----- MATERIALS PROVIDED -----

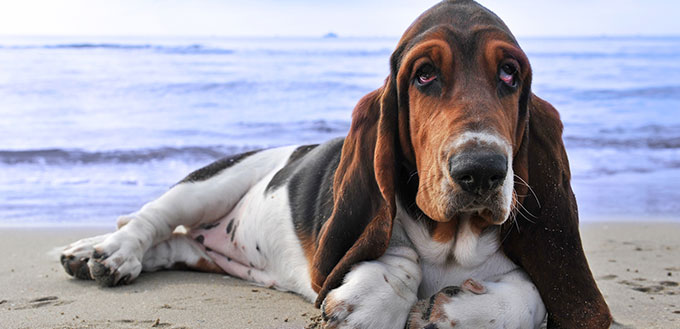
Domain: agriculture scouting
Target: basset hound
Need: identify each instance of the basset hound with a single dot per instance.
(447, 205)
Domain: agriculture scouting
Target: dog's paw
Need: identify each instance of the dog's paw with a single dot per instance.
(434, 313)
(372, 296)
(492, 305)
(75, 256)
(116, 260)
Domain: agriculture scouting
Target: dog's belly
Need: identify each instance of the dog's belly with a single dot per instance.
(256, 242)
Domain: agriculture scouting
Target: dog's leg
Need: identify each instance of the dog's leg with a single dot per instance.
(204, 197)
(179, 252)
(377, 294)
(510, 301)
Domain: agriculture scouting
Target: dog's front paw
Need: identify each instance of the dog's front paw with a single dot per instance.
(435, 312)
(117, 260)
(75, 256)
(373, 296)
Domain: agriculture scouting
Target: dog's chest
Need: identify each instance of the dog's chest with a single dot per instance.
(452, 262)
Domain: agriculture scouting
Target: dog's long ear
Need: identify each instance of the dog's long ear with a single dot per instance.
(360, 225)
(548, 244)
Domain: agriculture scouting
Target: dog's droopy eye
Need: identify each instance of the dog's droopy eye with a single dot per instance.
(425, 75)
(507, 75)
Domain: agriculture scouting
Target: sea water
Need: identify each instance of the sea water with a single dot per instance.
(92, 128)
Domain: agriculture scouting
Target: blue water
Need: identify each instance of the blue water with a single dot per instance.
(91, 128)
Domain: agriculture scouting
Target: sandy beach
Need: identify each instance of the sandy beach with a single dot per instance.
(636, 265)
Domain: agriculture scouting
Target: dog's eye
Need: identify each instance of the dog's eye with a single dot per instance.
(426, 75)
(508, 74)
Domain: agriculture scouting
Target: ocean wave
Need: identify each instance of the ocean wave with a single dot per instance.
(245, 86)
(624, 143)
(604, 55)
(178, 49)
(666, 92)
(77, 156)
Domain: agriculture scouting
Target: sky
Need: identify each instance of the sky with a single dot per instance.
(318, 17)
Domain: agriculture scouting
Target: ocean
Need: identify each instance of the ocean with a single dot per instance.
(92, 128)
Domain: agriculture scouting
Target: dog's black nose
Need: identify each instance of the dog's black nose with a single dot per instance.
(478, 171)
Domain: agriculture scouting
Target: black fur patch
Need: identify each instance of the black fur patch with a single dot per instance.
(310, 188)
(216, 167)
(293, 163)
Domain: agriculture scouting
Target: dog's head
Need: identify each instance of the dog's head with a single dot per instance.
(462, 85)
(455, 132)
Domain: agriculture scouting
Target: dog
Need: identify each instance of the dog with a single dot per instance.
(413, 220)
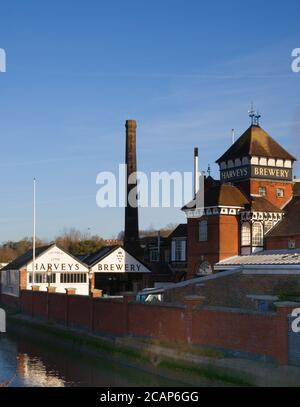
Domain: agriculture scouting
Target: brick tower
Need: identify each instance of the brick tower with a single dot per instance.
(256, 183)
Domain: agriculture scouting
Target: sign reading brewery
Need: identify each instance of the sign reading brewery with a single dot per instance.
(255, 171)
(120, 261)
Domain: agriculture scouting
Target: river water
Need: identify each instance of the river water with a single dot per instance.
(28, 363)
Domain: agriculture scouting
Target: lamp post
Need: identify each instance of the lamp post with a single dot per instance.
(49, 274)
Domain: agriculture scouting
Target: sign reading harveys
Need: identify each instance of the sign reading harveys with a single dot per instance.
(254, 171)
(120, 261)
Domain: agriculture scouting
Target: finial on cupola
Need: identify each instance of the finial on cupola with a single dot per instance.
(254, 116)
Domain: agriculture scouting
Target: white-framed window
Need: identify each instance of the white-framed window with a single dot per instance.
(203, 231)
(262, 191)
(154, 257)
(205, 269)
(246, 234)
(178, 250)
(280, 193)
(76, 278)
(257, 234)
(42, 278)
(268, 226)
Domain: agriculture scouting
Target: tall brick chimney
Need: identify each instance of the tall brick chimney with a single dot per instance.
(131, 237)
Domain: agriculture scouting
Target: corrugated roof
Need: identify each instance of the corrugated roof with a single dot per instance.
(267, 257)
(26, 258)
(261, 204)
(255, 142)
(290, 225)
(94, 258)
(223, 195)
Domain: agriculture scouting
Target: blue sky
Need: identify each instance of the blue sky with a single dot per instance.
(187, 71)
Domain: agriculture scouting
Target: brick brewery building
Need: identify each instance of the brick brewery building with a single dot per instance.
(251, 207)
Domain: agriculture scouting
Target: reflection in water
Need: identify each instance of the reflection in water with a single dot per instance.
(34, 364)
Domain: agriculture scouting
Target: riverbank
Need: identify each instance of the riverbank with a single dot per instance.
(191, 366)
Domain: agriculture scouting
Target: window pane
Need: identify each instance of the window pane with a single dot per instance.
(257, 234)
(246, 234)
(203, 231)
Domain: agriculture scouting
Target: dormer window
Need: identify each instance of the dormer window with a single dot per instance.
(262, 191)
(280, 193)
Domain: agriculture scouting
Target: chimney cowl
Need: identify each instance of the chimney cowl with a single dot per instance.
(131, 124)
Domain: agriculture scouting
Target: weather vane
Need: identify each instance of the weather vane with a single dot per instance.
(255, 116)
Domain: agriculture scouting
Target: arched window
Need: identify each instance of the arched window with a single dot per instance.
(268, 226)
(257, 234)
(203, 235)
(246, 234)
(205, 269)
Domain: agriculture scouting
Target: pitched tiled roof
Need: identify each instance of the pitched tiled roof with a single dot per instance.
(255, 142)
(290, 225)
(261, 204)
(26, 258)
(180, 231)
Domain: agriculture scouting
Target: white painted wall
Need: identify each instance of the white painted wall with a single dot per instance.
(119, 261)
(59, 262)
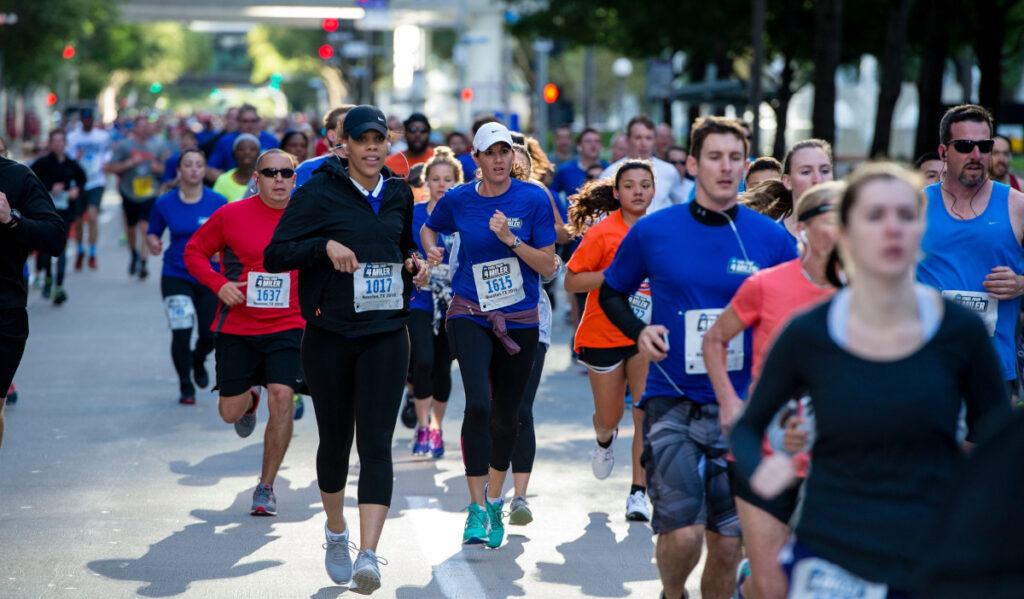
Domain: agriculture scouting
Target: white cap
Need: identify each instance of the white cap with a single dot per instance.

-----

**STATED GOAL**
Give all the lines above again, character for character, without pictures.

**ANSWER BELOW**
Domain: agriculture scouting
Target: basset hound
Need: identify each instance of the basset hound with a single dot per instance.
(447, 205)
Domain: agriculture scouting
Target: dog's paw
Need: identify each instance of the dog's paw with a single dot per instance.
(434, 313)
(372, 296)
(492, 305)
(75, 256)
(116, 260)
Domain: agriculture scouting
Target: dog's belly
Need: identify each instance of the dog's belly with a single dot per instance.
(256, 242)
Domain: agriculture scouting
Target: dog's leg
Need: identify each instance of the dog's leg with a single dot per instance.
(204, 197)
(179, 252)
(377, 294)
(510, 301)
Domain: agriculture scouting
Target: dog's front paw
Need: identify each instance of the dog's front paw with a single dot per instance.
(435, 312)
(117, 260)
(75, 256)
(373, 296)
Domain: agriculture scouting
Target: dog's chest
Need: identify each instance of the dog's chest with a single dot per instance.
(452, 262)
Domain: agriculture scouting
Target: dog's long ear
Need: identify each instance of the dog's long ear with a single dot per instance.
(360, 225)
(548, 244)
Domain: agriculture scouting
Target: dog's droopy eye
Need: identify each instance of the dog's droopy eye with a single dot per instance.
(425, 75)
(507, 75)
Domain: agriculture scouting
Target: sea water
Need: identify each instance of the sea water with a single dot per instance.
(92, 128)
Domain: agriculture scouting
Target: blue water
Need: identify each instance of the blue water with a single dot per instance.
(91, 128)
Domain: agriculture scouting
Target: sandy beach
Need: identify each instance of the sandy beach with a single dot per instance.
(636, 265)
Domain: agriculture scouting
Target: dog's eye
Need: identify each instance of the dog's eye with a single dot per instance.
(426, 75)
(508, 74)
Domain: agriculture scouting
Target: ocean wave
Need: identify each instance of the ocean wave with a single dot per instance.
(245, 86)
(624, 143)
(604, 55)
(178, 49)
(666, 92)
(77, 156)
Domain: agriculture scouting
Target: sky
Need: identify each instance of the sky with a single dot per instance.
(318, 17)
Domain: agriculture scouting
Target: ocean
Need: identify each instance of the ocean with a single dot per instance.
(92, 128)
Domain: agriculture scouting
Target: dog's black nose
Need: identify each instance of the dog's black nose with a single dot per instance.
(478, 171)
Domain: agriculture scouting
Target: black fur patch
Need: identify each instance of the black fur patch with a single dot per instance.
(310, 188)
(216, 167)
(293, 163)
Domain: agriculture scouting
Target: dog's head
Need: identify each instance of the dog's head with a single dot per instance.
(462, 85)
(455, 132)
Domain: agriculture scouting
Target: dog
Need: identify each instance of the dog with a single dot per instance.
(413, 220)
Domain: agriculture scouting
Target: brick tower
Need: identify each instance of the brick tower with a single dot per instance.
(256, 183)
Domain: agriculture scouting
Target: sign reading brewery
Need: identify each instance of the sign reading brewery with a single dot per instance.
(255, 171)
(120, 261)
Domain: agriculture scouting
Target: river water
Need: identify each instance of the river water with a single dot per instance.
(28, 363)
Domain: agriculture scouting
Target: lamp post
Need: identify each instance of the lamp post with a single dot per instance.
(49, 274)
Domain: agriculture scouting
Target: sign reading harveys
Need: identify each instance of the sign reading harveys with a single dot per instance.
(254, 171)
(120, 261)
Domain: agriculture scouting
Target: finial on cupola
Need: identify each instance of the finial on cupola with a single dot per instance.
(254, 116)
Domain: agriculture scouting
Target: white-framed window
Need: identify each instance of the white-framed window with a single dot per instance.
(203, 231)
(262, 191)
(154, 257)
(205, 269)
(246, 234)
(178, 250)
(280, 193)
(76, 278)
(257, 234)
(42, 278)
(268, 226)
Domain: agriculture scouting
Target: tall brick chimney
Need: identify each instance of the tall brick chimney with a single dot per instance.
(131, 237)
Domain: agriculture scouting
Target: corrugated roof
Need: identify each instance of the corrugated roof with a single dot per instance.
(267, 257)
(26, 258)
(261, 204)
(255, 142)
(290, 225)
(94, 258)
(223, 195)
Domain: agriculture scouting
Target: blue sky
Need: identify each instance of the blue sky with a single dot per instance.
(187, 71)
Domain: agriculture scouting
Target: brick brewery building
Need: identify each instance of the brick brewery building with a single dot per instance.
(251, 207)
Domain: agriculture scouting
Target: reflection in water
Need: identify each instance of the reflection in water with a single dot per instance.
(34, 364)
Domain: agriculture scouting
Target: riverbank
Need: identify each instance of the riverbank with a single dot per instance.
(191, 366)
Domain: agriculture scouting
Target: window pane
Need: identify each instance of the window pane with a single dot per instance.
(257, 234)
(246, 234)
(203, 231)
Domain: agriculture scouting
Target: dormer window
Need: identify each instance of the dormer window with a single dot per instance.
(262, 191)
(280, 193)
Domain: agriculture scouting
Target: chimney cowl
Need: identify each instance of the chimney cowl with a single dot per instance.
(131, 124)
Domain: agriculture scouting
Target: weather vane
Need: identify each instance of the weather vane with a single dot per instance.
(255, 116)
Domain: agriculture scouting
Target: arched window
Need: identify each instance of the arched window with a single dot per instance.
(268, 226)
(257, 234)
(203, 235)
(246, 234)
(205, 269)
Domain: agriculture scouting
Target: pitched tiled roof
Need: identify each instance of the pitched tiled roof with a single dot per instance.
(255, 142)
(290, 225)
(261, 204)
(26, 258)
(180, 231)
Domain: agriculture scouting
Target: white painted wall
Need: identify each instance of the white painted wall with a single dot per instance.
(119, 261)
(59, 262)
Domain: agriculture scouting
Target: white cap
Need: identify each instance of the white cap with a single dot per instance.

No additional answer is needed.